● PROBLEM DESCRIPTION
Report how many of the lines below contain the string "dark", counting only exact matches in case. Give the number alone.
***** LISTED RECORDS
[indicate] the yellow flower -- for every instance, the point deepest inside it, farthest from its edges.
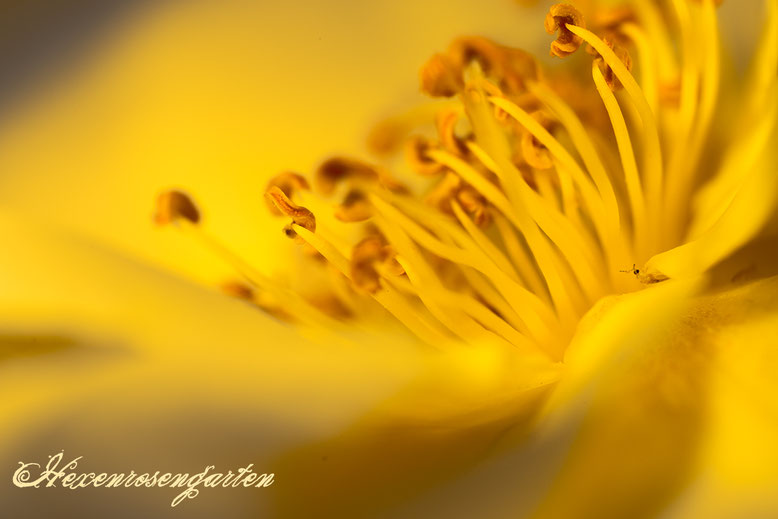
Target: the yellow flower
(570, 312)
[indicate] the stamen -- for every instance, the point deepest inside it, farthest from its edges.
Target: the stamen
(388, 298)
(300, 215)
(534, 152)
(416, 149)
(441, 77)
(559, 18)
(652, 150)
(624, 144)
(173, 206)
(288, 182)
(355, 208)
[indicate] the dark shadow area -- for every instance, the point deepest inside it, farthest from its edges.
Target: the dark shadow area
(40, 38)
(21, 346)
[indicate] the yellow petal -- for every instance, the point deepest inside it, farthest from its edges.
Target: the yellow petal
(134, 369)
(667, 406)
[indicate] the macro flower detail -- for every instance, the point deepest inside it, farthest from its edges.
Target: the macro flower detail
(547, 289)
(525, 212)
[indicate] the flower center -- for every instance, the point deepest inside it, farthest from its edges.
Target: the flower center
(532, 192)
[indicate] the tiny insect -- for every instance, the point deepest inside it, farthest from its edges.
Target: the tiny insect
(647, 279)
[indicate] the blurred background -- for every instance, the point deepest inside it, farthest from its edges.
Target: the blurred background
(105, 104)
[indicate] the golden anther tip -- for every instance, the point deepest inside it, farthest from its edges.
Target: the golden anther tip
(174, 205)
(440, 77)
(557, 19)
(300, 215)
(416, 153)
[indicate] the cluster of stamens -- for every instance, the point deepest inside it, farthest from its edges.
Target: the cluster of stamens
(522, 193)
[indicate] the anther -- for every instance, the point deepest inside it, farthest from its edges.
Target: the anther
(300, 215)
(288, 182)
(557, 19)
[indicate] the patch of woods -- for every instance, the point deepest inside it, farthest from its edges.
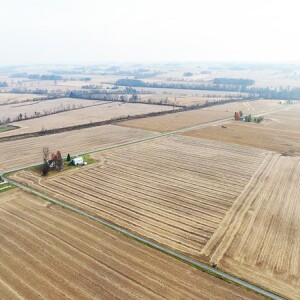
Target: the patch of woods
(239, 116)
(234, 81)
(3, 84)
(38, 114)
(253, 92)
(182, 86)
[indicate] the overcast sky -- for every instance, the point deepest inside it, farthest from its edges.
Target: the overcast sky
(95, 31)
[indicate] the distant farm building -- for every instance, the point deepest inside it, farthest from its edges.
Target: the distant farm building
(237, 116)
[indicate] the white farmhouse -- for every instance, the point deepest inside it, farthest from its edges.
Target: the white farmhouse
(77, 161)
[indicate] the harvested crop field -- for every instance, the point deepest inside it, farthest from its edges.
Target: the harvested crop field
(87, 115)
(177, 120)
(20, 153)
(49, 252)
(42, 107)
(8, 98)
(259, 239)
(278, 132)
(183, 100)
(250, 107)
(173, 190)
**********
***** LISTED RECORDS
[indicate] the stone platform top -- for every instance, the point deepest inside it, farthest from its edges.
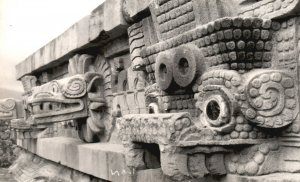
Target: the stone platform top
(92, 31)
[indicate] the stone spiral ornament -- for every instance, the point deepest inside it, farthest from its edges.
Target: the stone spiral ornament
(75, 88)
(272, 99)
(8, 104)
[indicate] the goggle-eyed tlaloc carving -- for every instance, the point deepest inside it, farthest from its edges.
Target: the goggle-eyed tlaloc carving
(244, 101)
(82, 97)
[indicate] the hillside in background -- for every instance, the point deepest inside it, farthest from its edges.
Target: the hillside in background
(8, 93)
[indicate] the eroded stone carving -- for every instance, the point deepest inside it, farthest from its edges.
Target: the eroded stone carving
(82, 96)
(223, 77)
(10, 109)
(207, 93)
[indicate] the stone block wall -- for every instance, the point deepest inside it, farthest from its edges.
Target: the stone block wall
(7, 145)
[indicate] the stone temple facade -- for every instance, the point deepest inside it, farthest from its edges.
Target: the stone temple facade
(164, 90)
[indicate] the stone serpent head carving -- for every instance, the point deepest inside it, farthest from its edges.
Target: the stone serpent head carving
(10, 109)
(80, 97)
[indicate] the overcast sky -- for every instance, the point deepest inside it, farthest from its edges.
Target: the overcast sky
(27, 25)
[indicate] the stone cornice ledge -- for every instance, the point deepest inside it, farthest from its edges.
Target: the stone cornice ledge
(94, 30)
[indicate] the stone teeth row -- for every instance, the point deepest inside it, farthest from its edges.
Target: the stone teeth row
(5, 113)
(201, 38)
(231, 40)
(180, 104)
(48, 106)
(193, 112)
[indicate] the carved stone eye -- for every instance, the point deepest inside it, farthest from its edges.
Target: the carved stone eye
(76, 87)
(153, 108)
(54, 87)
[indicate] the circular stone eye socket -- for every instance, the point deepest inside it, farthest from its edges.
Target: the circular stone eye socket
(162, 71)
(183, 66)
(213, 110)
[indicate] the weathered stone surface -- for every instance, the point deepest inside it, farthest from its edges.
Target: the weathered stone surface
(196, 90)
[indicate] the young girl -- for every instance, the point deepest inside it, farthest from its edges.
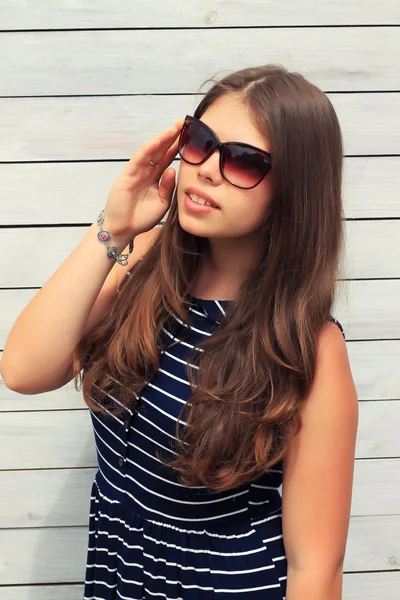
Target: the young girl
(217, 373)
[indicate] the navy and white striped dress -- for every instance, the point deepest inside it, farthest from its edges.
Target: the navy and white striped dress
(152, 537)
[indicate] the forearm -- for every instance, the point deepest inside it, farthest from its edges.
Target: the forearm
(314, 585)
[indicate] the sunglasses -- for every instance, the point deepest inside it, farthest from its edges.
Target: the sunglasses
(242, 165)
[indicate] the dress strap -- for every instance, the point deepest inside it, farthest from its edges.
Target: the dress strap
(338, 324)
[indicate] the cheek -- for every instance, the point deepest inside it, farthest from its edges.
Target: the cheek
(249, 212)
**********
***** LISTED RECORDS
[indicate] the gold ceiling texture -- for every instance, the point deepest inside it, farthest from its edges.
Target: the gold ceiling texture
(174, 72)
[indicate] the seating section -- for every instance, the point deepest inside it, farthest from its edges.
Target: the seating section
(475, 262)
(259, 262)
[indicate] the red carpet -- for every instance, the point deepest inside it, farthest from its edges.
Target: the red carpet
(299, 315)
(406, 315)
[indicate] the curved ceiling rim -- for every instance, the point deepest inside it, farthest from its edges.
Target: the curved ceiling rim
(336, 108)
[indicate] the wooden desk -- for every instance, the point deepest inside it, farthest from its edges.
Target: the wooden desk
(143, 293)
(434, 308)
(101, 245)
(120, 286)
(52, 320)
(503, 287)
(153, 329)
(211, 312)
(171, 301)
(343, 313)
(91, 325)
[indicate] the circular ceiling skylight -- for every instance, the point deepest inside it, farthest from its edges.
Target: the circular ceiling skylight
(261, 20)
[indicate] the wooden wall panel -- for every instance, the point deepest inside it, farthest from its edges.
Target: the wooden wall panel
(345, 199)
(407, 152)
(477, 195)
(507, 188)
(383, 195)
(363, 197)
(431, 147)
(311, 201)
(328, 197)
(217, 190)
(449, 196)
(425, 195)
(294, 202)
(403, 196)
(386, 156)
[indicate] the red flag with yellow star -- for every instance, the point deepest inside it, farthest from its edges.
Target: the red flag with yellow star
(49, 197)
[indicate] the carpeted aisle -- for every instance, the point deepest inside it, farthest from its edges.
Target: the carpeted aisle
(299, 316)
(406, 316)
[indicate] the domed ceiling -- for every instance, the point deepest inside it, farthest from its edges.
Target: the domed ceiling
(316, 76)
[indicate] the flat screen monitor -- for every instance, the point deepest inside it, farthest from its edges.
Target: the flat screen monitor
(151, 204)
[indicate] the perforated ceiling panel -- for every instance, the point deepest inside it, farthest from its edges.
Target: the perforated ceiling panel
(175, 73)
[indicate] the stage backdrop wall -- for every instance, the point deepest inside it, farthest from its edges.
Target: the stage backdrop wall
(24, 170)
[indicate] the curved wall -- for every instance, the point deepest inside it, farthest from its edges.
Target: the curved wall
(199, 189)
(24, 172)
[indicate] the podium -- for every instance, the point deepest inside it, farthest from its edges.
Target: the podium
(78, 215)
**********
● FULL ANSWER
2